PAGE EXCERPT

= = = = = = =

How to store a complex state machine

Question

I have a rather complex state machine that I need to implement in Python. Everything I have tried so far has been very messy with a million loops and if statements. I have around 100 nodes, and every node can have multiple incoming and outgoing arcs.

Firstly, I already have the design of the state machine, it is not something that needs to be learned. Secondly, I don't want to use any packages like scikit-learn. Obviously, pandas and numpy are fine, but I want to sketch this up in Python and then bring it into C#, so it can't be too dependent on Python packages.

I have also tried using a graph, but it doesn't feel right because there are cycles, and the traversal algorithm is dependent on decisions, not costs. I was also thinking about writing a Domain Specific Language, but before I invest a lot of time into that, I want to make sure I have done some research.

What is the typical datastructure used to store a state machine? It needs to be able to account for cycles and sinks. Is a DSL the way to go? If so, do you have any pointers?

Thanks!

p.s it would look something like this.

Source: Figures - uploaded by Alex Capaldi from referenced research An AgentBased Modeling Approach to Determine Winter Survival Rates of American Robins and Eastern Bluebirds

Answer 1

The simplest representation of a statemachine is as a graph.

In most languages, you can use an array whose indices represent states, and whose elements are list of transitions to other states. It is often convenient to associate a human-readable state name with each index to support debugging. Transitions need two parts: a transition condition and a target statenumber.

= = = = = = =

TASKS TO PERFORM
• 1. In the state machine thread, roughly how many nodes does the asker's state machine have?
• 2. Reproduce the passage of the state machine thread that starts at "Firstly, I already" and runs up to and including "have any pointers?".

= = = = = = =

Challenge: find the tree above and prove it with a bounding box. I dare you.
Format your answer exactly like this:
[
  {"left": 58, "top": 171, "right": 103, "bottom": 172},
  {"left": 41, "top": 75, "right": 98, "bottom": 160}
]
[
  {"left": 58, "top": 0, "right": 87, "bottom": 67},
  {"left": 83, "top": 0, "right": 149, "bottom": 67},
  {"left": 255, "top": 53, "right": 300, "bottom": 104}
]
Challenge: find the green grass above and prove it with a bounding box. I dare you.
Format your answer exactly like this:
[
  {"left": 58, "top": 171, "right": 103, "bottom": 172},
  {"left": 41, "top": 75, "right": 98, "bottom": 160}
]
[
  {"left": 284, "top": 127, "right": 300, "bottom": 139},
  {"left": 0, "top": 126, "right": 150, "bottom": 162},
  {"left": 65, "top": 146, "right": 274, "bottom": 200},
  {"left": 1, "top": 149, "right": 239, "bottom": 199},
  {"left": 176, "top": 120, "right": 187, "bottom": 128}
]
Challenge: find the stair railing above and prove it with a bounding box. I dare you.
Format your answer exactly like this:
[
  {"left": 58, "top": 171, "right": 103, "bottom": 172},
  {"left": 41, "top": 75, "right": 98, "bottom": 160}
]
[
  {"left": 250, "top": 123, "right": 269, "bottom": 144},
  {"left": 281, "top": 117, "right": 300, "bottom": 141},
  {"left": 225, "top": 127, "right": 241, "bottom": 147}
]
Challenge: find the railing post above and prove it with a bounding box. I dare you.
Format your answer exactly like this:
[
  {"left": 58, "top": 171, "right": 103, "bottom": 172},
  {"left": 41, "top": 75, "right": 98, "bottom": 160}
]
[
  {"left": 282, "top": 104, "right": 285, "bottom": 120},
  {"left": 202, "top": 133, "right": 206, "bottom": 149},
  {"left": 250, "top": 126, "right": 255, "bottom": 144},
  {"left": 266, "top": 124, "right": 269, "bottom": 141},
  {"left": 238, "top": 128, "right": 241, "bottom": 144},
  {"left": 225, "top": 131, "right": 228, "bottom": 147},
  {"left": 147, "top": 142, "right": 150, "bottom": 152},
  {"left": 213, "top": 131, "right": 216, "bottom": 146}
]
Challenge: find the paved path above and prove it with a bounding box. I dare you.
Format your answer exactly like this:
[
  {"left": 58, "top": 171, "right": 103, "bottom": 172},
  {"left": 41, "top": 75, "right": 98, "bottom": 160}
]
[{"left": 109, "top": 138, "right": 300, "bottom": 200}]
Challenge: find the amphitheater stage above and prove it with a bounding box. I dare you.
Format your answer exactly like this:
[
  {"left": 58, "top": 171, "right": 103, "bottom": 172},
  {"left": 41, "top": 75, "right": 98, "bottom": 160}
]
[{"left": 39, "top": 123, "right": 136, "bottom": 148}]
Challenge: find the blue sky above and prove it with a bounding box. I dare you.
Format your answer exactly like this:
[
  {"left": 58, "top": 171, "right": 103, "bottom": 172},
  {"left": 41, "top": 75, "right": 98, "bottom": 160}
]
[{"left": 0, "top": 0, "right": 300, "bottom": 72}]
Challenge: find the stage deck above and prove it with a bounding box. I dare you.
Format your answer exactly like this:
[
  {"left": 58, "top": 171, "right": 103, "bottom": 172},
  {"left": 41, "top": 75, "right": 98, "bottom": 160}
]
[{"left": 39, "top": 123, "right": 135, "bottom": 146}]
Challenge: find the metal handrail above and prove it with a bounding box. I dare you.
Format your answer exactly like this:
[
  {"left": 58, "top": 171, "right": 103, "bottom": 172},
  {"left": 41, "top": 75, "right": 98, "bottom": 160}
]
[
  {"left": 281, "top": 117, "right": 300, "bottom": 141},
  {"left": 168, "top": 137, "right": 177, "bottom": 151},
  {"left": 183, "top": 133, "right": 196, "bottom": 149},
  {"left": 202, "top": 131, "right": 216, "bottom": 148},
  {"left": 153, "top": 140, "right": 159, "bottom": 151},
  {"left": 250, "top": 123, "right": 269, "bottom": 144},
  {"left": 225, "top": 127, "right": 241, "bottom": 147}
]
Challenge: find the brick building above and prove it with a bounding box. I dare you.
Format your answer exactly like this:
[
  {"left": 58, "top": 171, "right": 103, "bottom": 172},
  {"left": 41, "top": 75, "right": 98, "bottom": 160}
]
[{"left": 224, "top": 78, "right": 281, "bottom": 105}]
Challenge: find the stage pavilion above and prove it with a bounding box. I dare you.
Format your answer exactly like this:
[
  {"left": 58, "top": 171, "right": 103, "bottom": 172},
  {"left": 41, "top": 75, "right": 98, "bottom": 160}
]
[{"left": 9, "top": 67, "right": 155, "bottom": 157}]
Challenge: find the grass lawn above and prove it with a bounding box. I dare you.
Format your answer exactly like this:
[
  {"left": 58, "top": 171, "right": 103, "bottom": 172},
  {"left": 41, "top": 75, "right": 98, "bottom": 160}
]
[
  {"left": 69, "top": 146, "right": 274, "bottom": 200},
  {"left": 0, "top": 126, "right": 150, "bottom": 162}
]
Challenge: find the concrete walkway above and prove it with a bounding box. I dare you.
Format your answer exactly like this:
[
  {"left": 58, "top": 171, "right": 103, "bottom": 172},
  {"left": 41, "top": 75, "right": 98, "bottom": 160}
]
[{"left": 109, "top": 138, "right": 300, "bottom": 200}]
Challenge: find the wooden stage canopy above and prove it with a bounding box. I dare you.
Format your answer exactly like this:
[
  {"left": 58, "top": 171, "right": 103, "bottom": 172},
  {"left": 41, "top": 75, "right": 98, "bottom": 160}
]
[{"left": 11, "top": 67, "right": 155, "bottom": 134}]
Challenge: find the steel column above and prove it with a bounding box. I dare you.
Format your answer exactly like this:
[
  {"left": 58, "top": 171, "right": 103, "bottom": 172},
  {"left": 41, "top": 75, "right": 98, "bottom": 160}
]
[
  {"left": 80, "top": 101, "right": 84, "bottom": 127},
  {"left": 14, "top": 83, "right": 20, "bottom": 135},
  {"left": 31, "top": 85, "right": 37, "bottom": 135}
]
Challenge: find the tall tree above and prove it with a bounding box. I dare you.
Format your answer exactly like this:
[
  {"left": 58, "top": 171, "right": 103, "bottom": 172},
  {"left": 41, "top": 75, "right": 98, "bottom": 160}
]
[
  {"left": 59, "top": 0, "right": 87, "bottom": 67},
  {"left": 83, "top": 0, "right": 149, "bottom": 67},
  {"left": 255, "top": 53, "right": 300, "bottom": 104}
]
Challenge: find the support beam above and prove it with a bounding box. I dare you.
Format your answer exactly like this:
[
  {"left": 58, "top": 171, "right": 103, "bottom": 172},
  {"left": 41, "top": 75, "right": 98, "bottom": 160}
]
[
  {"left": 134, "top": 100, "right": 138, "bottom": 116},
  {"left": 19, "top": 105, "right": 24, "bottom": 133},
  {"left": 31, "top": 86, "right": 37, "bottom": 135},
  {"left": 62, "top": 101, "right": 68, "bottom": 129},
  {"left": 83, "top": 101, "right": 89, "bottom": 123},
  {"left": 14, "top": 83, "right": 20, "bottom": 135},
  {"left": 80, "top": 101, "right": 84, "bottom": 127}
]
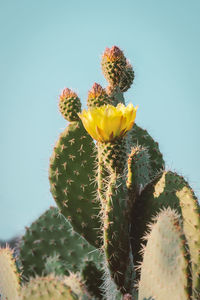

= = = = = = =

COMPLETED EXERCISE
• 1. Around 100 nodes.

• 2.
Firstly, I already have the design of the state machine, it is not something that needs to be learned. Secondly, I don't want to use any packages like scikit-learn. Obviously, pandas and numpy are fine, but I want to sketch this up in Python and then bring it into C#, so it can't be too dependent on Python packages.

I have also tried using a graph, but it doesn't feel right because there are cycles, and the traversal algorithm is dependent on decisions, not costs. I was also thinking about writing a Domain Specific Language, but before I invest a lot of time into that, I want to make sure I have done some research.

What is the typical datastructure used to store a state machine? It needs to be able to account for cycles and sinks. Is a DSL the way to go? If so, do you have any pointers?